▸ TEXT BLOCK
++++++++++

Seattle Public Schools will keep working with the groups that were holding classes in the vacant Horace Mann school building, the district said after police arrested four people for trespassing on Tuesday.

District officials said those who set up barricades earlier this month and refused to leave were just a small subset of the group that had been using the building over spring and summer.

"There was a group of people who were very interested in working with us. They were not the people who were in the building. They were not the people who were removed," said Teresa Wippel, a spokesperson for Seattle Public Schools. 

The district had been working with a coalition of groups who were focused on educating African-American youth and closing the racial achievement gap. The coalition is known by several names, including Africatown and the Coalition 4 Mann.

"We had culturally-enriched programming," said MalakhiKaine, a Seattle parent and community activist who worked with the groups over the summer. Kaine was one of 12 community members who had also served on the Horace Mann-African American Community Partnerships Task Force. 

"We were engaging the district in trying to come up with different resolutions that could satisfy everybody involved," Kaine said.

Those conversations between the school district and the community groups included a proposal to move their programs to a different location as the district needed to begin renovating the Horace Mann building.

An alternative space for the Mann programs was close to being negotiated. But negotiations broke down Nov. 6., and that's when some activists refused to vacate the building.

In response, the district shut off electricity and water, but a small group of people used a generator and a microwave to camp out inside. Then came the arrests. 

But that won't be the end of the story for the coalition, both the district and the community groups said.

"We’re dealing with 10,000 students roughly in the SPS district proper," said Kaine, referring to the size of the district’s African-American population. 

Wippel said Seattle Superintendent Jose Banda will keep working with the community groups to find ways to address the racial achievement gap.

++++++++++

▸ DATA BLOCK

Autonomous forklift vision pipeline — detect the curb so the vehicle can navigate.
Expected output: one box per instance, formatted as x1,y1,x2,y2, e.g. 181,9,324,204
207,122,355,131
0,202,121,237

++++++++++

▸ REQUIRED WORK
1. Print the part of the article on the Horace Mann building between "Seattle Public Schools will" and "Seattle Public Schools.", inclusive.
2. According to the article on the Horace Mann building, what did the district shut off after some activists refused to vacate?
3. Decide whether each statement agrees with the article on the Horace Mann building, and back each yes or no with the deciding words from the article.
(a) Police arrested four people for trespassing.
(b) Teresa Wippel is a Seattle parent and community activist.
(c) The people camping inside the building used a generator and a microwave.

▸ THE RESPONSES
1.
Seattle Public Schools will keep working with the groups that were holding classes in the vacant Horace Mann school building, the district said after police arrested four people for trespassing on Tuesday.

District officials said those who set up barricades earlier this month and refused to leave were just a small subset of the group that had been using the building over spring and summer.

"There was a group of people who were very interested in working with us. They were not the people who were in the building. They were not the people who were removed," said Teresa Wippel, a spokesperson for Seattle Public Schools.

2. Electricity and water.

3.
(a) Yes: "police arrested four people for trespassing on Tuesday"
(b) No: "said Teresa Wippel, a spokesperson for Seattle Public Schools"
(c) Yes: "a small group of people used a generator and a microwave to camp out inside"